JOB A: Update the stretch of the duck-hunting forum thread from "## maconbacon (Jun 16, 2017)" through "and fishing shop.", replacing "ice chest" with "cooler".

EXCERPTED TEXT:
§
Its been allot of years but some spots never change. I killed ducks when we had snow on the ground and everything was frozen except the very center of the lake with a blue tarp laid out on the snow and decoys laid out on the tarp. You and your dog will have allot of great times.


----------



## ji0187 (Jun 9, 2017)

I hunt Kansas every year. Plenty of great public opportunities. Also, there are lots of farmers that will let you walk on if you go ask. Good luck


----------



## king killer delete (Jun 9, 2017)

ji0187 said:


> I hunt Kansas every year. Plenty of great public opportunities. Also, there are lots of farmers that will let you walk on if you go ask. Good luck


Where in Kansas do you hunt?


----------



## ji0187 (Jun 9, 2017)

Northeast area, mostly Nemaha, Pottawatomie and Doniphan counties.


----------



## maconbacon (Jun 11, 2017)

Thanks. 

Gettin getting real now, moving up there next week. And only 3 months till early teal


----------



## king killer delete (Jun 14, 2017)

maconbacon said:


> Thanks.
> 
> Gettin getting real now, moving up there next week. And only 3 months till early teal



You will kill allot of ducks but wood ducks will be rare.


----------



## king killer delete (Jun 14, 2017)

Do you hunt out of a boat? Chipping ice to put a drain plug in when every thing is froze up aint no fun. Also make sure you drain your motor well.


----------



## maconbacon (Jun 16, 2017)

Yeah not many woodies but I know there are a few places in MO that get them. It's ok, I've still got plenty in the freezer. 

No boat, sold it before moving from GA and picked up a side by side to get into fields and some of the wetlands around. Should be fun!


----------



## king killer delete (Jun 17, 2017)

I lived in Manhattan for 3 years when I was stationed at Fort Riley back in the early seventies.  Some of the locals had never seen a wood duck. I killed some when I was on leave in Mississippi and I put them in a ice chest and took them back to my land lord who was a big duck hunter and had lived in Kansas. He had never seen one except in a book. He actually had a drake mounted for his hunting and fishing shop.


----------



## king killer delete (Jun 17, 2017)

maconbacon said:


> Yeah not many woodies but I know there are a few places in MO that get them. It's ok, I've still got plenty in the freezer.
> 
> No boat, sold it before moving from GA and picked up a side by side to get into fields and some of the wetlands around. Should be fun!



I dont know how it is  nowadays but back when I lived there if you had a couple of dozen mallard decoys and a pair of chest waders you were a big duck hunter. I  had a home made plywood jon boat that got me to the deep water and with no dog I used a fishing rod to get my ducks.


----------
§
(Position identification records)
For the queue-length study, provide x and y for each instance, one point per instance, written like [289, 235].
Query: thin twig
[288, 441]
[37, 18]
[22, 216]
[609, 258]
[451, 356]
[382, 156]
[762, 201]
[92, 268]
§
JOB B: Repeat every line of the position identification listing above without any change.

FINAL RESULT A:
## maconbacon (Jun 16, 2017)

Yeah not many woodies but I know there are a few places in MO that get them. It's ok, I've still got plenty in the freezer. 

No boat, sold it before moving from GA and picked up a side by side to get into fields and some of the wetlands around. Should be fun!


----------



## king killer delete (Jun 17, 2017)

I lived in Manhattan for 3 years when I was stationed at Fort Riley back in the early seventies.  Some of the locals had never seen a wood duck. I killed some when I was on leave in Mississippi and I put them in a cooler and took them back to my land lord who was a big duck hunter and had lived in Kansas. He had never seen one except in a book. He actually had a drake mounted for his hunting and fishing shop.

FINAL RESULT B:
For the queue-length study, provide x and y for each instance, one point per instance, written like [289, 235].
Query: thin twig
[288, 441]
[37, 18]
[22, 216]
[609, 258]
[451, 356]
[382, 156]
[762, 201]
[92, 268]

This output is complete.